#### Dataset entries

>>>

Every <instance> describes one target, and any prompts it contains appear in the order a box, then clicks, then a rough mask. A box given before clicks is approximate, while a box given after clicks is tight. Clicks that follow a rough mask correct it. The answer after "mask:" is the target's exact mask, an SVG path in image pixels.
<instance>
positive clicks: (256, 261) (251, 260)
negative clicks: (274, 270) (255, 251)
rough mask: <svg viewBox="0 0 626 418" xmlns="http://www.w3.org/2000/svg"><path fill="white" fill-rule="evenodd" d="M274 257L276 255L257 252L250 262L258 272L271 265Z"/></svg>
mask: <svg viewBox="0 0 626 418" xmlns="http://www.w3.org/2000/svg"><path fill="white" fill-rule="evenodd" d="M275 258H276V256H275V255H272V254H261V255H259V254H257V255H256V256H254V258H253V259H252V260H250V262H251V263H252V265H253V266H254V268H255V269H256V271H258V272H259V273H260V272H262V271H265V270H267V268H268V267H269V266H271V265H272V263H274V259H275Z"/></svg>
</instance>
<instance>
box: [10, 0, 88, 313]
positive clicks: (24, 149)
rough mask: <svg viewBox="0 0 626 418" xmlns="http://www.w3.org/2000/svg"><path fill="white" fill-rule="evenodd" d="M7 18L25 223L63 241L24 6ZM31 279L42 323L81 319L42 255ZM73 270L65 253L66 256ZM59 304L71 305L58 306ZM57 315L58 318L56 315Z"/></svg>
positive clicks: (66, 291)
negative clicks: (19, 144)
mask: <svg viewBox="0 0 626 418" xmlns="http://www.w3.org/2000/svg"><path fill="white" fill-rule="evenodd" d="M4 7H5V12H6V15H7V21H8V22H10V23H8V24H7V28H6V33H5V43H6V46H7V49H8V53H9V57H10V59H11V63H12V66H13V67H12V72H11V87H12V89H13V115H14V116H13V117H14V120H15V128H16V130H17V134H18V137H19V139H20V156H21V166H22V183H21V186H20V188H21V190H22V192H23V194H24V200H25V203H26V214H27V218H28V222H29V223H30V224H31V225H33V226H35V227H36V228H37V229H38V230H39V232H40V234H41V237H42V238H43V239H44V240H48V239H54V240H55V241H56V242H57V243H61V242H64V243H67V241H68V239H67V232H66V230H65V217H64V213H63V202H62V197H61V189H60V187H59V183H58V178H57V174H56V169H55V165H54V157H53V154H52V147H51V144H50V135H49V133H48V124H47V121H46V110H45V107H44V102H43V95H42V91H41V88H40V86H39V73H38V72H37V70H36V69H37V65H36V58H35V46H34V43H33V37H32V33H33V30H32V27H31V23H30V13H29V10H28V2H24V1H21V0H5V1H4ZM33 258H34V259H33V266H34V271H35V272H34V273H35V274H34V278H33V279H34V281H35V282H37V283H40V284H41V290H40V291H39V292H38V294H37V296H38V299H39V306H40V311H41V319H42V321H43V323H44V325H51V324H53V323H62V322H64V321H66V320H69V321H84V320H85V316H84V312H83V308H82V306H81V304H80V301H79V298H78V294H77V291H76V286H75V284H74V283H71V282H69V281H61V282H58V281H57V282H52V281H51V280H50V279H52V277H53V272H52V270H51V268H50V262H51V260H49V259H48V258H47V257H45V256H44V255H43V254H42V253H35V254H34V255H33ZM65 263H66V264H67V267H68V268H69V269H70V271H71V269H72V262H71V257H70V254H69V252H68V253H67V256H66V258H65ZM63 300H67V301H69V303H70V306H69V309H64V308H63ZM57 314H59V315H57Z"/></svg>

<<<

#### Brief
Set down the listing again, exactly.

#### Completed task
Every <instance> describes one target, and any prompts it contains appear in the order a box, then clicks, then a rough mask. A box given before clicks is approximate, while a box given after clicks is tight. Clicks that follow a rough mask correct it. The answer after "mask:" is the target's exact mask, an SVG path in image pixels.
<instance>
positive clicks: (256, 261) (251, 260)
negative clicks: (274, 270) (255, 251)
rough mask: <svg viewBox="0 0 626 418" xmlns="http://www.w3.org/2000/svg"><path fill="white" fill-rule="evenodd" d="M274 257L276 255L257 252L250 262L258 272L271 265Z"/></svg>
mask: <svg viewBox="0 0 626 418" xmlns="http://www.w3.org/2000/svg"><path fill="white" fill-rule="evenodd" d="M275 258H276V256H275V255H272V254H261V255H259V254H257V255H256V256H254V258H253V259H252V260H250V262H251V263H252V265H253V266H254V268H255V269H256V271H258V272H259V273H260V272H262V271H265V270H267V268H268V267H269V266H271V265H272V263H274V259H275Z"/></svg>
</instance>
<instance>
box: [10, 0, 88, 313]
positive clicks: (24, 149)
rough mask: <svg viewBox="0 0 626 418" xmlns="http://www.w3.org/2000/svg"><path fill="white" fill-rule="evenodd" d="M7 18L25 223L63 241L24 6ZM31 279L42 323L81 319L42 255ZM73 270L65 253L66 256ZM59 304L71 305L58 306ZM57 315L58 318L56 315Z"/></svg>
positive clicks: (66, 291)
negative clicks: (19, 144)
mask: <svg viewBox="0 0 626 418" xmlns="http://www.w3.org/2000/svg"><path fill="white" fill-rule="evenodd" d="M4 7H5V12H6V15H7V21H8V22H10V23H8V24H7V28H6V33H5V43H6V46H7V49H8V53H9V57H10V59H11V63H12V66H13V67H12V72H11V87H12V89H13V115H14V116H13V117H14V120H15V128H16V130H17V134H18V137H19V139H20V156H21V166H22V183H21V186H20V188H21V190H22V192H23V194H24V200H25V203H26V214H27V218H28V222H29V223H30V224H31V225H33V226H35V227H36V228H37V229H38V230H39V232H40V234H41V237H42V238H43V239H44V240H48V239H54V240H55V241H56V242H57V243H61V242H64V243H67V241H68V239H67V232H66V230H65V217H64V213H63V202H62V197H61V189H60V187H59V183H58V178H57V174H56V169H55V165H54V157H53V154H52V147H51V144H50V135H49V133H48V124H47V121H46V110H45V107H44V102H43V95H42V91H41V88H40V86H39V73H38V72H37V70H36V69H37V65H36V58H35V46H34V43H33V37H32V33H33V30H32V27H31V23H30V13H29V10H28V2H24V1H21V0H5V1H4ZM33 258H34V259H33V266H34V271H35V272H34V273H35V274H34V278H33V279H34V281H35V282H37V283H40V284H41V290H40V291H39V292H38V294H37V296H38V299H39V306H40V311H41V319H42V321H43V323H44V325H51V324H53V323H62V322H64V321H66V320H69V321H84V320H85V316H84V312H83V308H82V306H81V304H80V301H79V298H78V294H77V291H76V286H75V284H74V283H71V282H69V281H61V282H58V281H57V282H52V281H51V280H50V279H52V277H53V272H52V270H51V268H50V262H51V260H49V259H48V258H47V257H45V256H44V255H43V254H42V253H35V254H34V255H33ZM65 263H66V264H67V267H68V268H69V269H70V271H71V269H72V262H71V257H70V254H69V252H68V253H67V256H66V258H65ZM63 300H67V301H69V303H70V306H69V309H64V308H63ZM57 314H59V315H57Z"/></svg>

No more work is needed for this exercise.